What the task requires -> Can you echo every one of these items back verbatim, line for line, with nothing changed?

[Stored records]
◇ ◇ ◇
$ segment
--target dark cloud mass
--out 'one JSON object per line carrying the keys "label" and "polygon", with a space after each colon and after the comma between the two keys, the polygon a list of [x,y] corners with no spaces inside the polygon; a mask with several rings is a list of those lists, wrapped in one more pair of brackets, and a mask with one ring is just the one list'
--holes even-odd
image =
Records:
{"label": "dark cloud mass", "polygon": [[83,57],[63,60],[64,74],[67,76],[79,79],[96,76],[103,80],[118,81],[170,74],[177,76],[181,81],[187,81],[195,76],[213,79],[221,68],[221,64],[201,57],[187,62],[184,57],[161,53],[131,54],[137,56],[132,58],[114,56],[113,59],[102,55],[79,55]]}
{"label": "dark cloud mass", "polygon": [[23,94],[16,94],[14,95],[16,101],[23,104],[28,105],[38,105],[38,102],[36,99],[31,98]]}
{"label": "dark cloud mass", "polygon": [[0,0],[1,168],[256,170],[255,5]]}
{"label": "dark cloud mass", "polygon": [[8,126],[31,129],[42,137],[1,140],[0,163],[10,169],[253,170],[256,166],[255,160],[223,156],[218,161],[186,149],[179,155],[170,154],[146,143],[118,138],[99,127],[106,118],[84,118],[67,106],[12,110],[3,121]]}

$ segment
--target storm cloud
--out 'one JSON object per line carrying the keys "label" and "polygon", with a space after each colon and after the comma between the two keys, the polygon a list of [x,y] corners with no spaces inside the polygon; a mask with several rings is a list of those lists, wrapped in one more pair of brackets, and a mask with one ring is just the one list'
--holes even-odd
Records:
◇ ◇ ◇
Written answer ->
$ segment
--target dark cloud mass
--out 'one JSON object per line carrying the keys "label" and "polygon", with a space after each colon and after the comma between the two keys, the polygon a list of [x,y] corners with no spaces inside the polygon; a mask with several rings is a list of those lists, wrapped in one more pair of brackets, and a mask with one ring is just the one list'
--holes even-odd
image =
Records:
{"label": "dark cloud mass", "polygon": [[83,57],[63,60],[64,74],[67,76],[79,79],[96,76],[103,80],[118,81],[170,74],[177,76],[181,81],[187,81],[195,76],[213,79],[221,68],[221,64],[201,57],[187,62],[184,57],[161,53],[131,54],[137,56],[132,58],[114,56],[113,59],[102,55],[79,55]]}
{"label": "dark cloud mass", "polygon": [[23,94],[16,94],[14,95],[16,101],[23,104],[28,105],[38,105],[38,102],[36,99],[31,98]]}
{"label": "dark cloud mass", "polygon": [[0,0],[1,168],[256,170],[255,5]]}
{"label": "dark cloud mass", "polygon": [[8,126],[31,129],[42,137],[1,140],[0,163],[10,169],[253,170],[256,166],[255,160],[223,156],[218,161],[186,149],[179,155],[170,154],[146,143],[118,138],[99,127],[106,118],[84,118],[67,106],[12,110],[3,121]]}

$ segment
--target storm cloud
--out 'one JSON object per line carrying the keys "label" and "polygon", with a space after each colon and after the comma between the two keys, the polygon a list of [x,y] corners with no spaces inside the polygon; a mask with several rings is a list of those lists, wrapped in one more pair of brackets, and a mask with one ring is just the one list'
--holes even-odd
Records:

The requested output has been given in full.